> _PAGE EXCERPT_
## start
Subject:

Compressing a set of random numbers


Date: Message-Id: https://www.5snb.club/posts/2023/compressing-random-number-set/

Despite what it may seem, compressing a set of random numbers is indeed possible, since not needing to care about the order lets you decrease the entropy by sorting the numbers ahead of time.

One basic scheme for doing this is to just sort the numbers, and then compress the most significant byte separately from the rest, by making an array of counts.

For example, in base 10, this would be turning

0123
0512
1312
2345
4444

into

2 1 1 0 1

123
512
312
345
444

And then on decoding, you just scan the counts list, decrementing by one for every value, and sticking the index on the front of the number.

If you go and encode 65536 u64s with this scheme, you get 524 288 bytes used for the source data, 459 264 bytes used for the encoded form, which is a compression ratio of 1.142

Not great, but we’re working with completely random numbers here, so there is a limit to how well we can do.

Code for that is

#![feature(array_chunks)]
#![feature(is_sorted)]

const ITEM_COUNT: usize = 1 << 16;

fn encode(data: &[u64]) -> Vec<u8> {
    assert!(data.is_sorted());

    let mut lengths = [0u16; 1 << 8];

    for item in data {
        let item_arr = item.to_be_bytes();
        let bucket = item_arr[0];
        lengths[usize::from(bucket)] += 1;
    }

    let mut output = Vec::new();

    for length in lengths {
        output.extend(length.to_be_bytes());
    }

    for item in data {
        let item_arr = item.to_be_bytes();
        let value: [u8; 7] = item_arr[1..].try_into().unwrap();
        output.extend(value);
    }

    output
}

fn decode(data: &[u8]) -> Vec<u64> {
    let lengths = data[0..(256 * 2)]
        .array_chunks::<2>()
        .copied()
        .map(u16::from_be_bytes);

    let mut data = data[256 * 2..].array_chunks::<7>().copied();

    let mut output = Vec::new();

    for (idx, length) in lengths.enumerate() {
        for _ in 0..length {
            let mut value = [0_u8; 8];
            value[0] = u8::try_from(idx).unwrap();

            value[1..].copy_from_slice(&data.next().unwrap());

            output.push(u64::from_be_bytes(value));
        }
    }

    output
}

fn main() {
    let mut data: Vec<u64> = (0..ITEM_COUNT).map(|_| rand::random()).collect();
    data.sort();

    println!("Size of data: {}", data.len() * 8);

    let encoded = encode(&data);

    println!("Size of encoded data: {}", encoded.len());

    println!(
        "That's a compression ratio of: {:.3}",
        (data.len() * 8) as f64 / (encoded.len() as f64)
    );

    let decoded = decode(&encoded);
    assert_eq!(data, decoded);
}

I believe the working out for the actual amount of entropy for a sorted list of 65536 u64s is log2(256^524288 / 65536!) bits to bytes (as entered into Qalculate!), which gives us 405 033. Which seems plausable? That’d be a compression ratio of 1.294, which is a bit better.

Oh, right, use cases! This would work well for transmitting a set of hashes, say for git? Honestly, not sure. Probably not worth it, but a fun trick that has probably been done better elsewhere :)

How does lzma do?

fn main() {
    use std::io::Write;

    let mut data: Vec<u64> = (0..ITEM_COUNT).map(|_| rand::random()).collect();
    data.sort();

    for item in data {
        std::io::stdout().write_all(&item.to_be_bytes());
    }
}
# cargo run > output.bin
# lzma -9e --keep output.bin
# wc -c output.bin*
524288 output.bin
444228 output.bin.lzma

Which, if you’ve been playing along at home, is better than what I’ve gotten. Though my algorithm is almost definitely faster. And deterministic in output size.

Oh well, at least I had fun :3
## end
Entries for labeling object positions:
## start
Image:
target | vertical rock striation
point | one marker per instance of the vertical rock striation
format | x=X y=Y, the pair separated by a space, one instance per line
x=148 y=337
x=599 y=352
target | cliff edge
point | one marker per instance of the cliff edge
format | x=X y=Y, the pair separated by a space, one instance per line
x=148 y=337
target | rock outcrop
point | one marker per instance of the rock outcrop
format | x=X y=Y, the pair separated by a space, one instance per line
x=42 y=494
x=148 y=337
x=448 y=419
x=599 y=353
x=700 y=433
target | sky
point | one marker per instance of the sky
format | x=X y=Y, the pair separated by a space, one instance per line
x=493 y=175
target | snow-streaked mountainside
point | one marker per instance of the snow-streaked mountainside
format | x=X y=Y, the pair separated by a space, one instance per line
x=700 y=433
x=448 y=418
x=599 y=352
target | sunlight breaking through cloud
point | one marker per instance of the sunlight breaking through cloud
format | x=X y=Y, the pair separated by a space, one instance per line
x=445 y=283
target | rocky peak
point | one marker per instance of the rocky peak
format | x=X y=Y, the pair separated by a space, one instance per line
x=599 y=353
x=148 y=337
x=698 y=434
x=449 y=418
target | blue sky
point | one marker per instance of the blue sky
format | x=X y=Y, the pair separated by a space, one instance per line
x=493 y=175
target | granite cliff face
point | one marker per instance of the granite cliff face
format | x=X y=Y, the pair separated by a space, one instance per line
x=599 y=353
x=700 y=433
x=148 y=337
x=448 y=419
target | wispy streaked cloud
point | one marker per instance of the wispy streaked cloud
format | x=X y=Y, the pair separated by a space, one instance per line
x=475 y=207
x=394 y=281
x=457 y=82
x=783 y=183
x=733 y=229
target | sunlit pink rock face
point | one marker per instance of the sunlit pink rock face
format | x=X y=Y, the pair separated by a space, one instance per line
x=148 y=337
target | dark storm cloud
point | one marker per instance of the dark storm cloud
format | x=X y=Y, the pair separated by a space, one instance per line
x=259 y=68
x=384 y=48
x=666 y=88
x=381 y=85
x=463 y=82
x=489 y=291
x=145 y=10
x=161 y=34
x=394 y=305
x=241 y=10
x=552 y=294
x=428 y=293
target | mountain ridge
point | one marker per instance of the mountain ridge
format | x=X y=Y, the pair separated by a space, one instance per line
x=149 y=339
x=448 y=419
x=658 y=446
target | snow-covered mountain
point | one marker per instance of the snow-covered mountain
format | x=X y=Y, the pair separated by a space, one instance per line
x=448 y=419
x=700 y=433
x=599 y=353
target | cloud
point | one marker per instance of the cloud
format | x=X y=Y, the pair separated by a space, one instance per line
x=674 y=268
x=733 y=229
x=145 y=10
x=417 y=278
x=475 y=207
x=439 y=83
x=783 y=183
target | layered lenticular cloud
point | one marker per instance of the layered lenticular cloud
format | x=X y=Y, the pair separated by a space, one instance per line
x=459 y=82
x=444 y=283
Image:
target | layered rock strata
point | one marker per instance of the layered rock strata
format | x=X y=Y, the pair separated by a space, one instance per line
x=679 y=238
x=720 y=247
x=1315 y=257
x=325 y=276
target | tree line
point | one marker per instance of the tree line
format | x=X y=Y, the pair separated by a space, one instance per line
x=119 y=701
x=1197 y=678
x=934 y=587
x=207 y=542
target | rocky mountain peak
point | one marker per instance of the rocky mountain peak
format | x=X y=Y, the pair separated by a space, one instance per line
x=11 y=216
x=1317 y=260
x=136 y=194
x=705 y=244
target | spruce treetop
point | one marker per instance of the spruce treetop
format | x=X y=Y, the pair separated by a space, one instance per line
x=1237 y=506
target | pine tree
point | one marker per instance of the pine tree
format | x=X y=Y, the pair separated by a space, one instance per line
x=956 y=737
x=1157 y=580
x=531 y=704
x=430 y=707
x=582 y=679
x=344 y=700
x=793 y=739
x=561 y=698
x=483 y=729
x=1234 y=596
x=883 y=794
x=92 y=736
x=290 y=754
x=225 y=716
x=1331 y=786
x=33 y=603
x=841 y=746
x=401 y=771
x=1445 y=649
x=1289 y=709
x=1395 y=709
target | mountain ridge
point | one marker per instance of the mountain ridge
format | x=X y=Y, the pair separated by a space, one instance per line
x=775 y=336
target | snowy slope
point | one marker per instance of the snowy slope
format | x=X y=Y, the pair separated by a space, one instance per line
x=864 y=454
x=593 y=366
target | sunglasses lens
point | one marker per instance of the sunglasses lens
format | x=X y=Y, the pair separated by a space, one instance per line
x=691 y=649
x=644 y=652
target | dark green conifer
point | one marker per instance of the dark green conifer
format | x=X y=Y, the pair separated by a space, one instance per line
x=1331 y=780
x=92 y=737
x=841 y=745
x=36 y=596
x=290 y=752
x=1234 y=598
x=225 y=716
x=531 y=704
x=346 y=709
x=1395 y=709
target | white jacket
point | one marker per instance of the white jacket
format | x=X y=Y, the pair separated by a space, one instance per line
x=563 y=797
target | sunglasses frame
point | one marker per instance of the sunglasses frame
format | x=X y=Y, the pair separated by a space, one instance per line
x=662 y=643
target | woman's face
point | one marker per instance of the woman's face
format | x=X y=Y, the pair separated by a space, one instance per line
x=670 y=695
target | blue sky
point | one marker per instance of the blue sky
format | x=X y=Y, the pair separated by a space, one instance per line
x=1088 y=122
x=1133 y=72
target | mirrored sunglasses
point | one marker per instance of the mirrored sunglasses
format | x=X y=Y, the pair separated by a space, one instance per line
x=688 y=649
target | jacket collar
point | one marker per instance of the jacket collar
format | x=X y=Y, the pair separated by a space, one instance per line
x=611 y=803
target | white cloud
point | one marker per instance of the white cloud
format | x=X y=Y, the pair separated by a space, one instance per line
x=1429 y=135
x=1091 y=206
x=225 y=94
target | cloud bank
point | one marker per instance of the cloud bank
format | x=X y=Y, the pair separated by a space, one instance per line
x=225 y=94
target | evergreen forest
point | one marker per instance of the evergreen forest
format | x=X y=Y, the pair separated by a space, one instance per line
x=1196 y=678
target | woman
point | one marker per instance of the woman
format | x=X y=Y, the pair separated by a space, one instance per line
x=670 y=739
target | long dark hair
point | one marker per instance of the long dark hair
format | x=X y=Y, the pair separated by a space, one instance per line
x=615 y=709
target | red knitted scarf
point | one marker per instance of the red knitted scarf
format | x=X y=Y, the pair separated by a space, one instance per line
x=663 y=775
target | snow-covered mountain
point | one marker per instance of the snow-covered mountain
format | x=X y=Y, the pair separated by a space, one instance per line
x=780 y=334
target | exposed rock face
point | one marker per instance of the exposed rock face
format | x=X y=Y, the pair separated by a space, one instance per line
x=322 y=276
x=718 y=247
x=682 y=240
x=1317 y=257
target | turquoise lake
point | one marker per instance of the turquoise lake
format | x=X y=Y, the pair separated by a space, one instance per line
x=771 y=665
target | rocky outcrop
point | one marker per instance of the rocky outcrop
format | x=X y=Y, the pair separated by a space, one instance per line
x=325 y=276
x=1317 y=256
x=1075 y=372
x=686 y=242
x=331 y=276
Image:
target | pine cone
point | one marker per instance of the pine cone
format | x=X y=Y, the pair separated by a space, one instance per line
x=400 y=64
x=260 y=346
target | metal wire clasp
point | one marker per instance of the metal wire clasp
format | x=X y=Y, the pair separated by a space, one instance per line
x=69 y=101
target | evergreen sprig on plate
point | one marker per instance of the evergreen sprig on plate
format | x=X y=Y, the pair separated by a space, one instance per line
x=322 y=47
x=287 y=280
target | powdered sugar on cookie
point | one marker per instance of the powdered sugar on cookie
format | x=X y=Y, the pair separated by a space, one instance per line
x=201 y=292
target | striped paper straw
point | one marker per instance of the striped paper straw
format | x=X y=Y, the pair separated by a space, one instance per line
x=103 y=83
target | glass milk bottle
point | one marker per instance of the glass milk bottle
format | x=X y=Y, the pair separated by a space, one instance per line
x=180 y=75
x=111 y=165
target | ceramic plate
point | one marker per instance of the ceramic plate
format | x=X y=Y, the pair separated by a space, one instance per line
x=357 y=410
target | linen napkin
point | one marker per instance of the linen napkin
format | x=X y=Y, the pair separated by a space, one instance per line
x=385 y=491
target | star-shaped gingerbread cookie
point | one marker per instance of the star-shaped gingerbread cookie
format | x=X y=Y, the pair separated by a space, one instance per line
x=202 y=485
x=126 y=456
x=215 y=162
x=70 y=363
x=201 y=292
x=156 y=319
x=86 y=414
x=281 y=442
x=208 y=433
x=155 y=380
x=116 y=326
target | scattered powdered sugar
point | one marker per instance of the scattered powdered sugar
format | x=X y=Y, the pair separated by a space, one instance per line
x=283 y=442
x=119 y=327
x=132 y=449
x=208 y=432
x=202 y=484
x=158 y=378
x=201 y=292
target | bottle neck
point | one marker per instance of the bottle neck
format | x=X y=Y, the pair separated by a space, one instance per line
## end
> _PROBLEM_
Please transcribe the compression post from "Despite what it" up to and including "ahead of time.". Work from the compression post alone.

> _WORKED SOLUTION_
Despite what it may seem, compressing a set of random numbers is indeed possible, since not needing to care about the order lets you decrease the entropy by sorting the numbers ahead of time.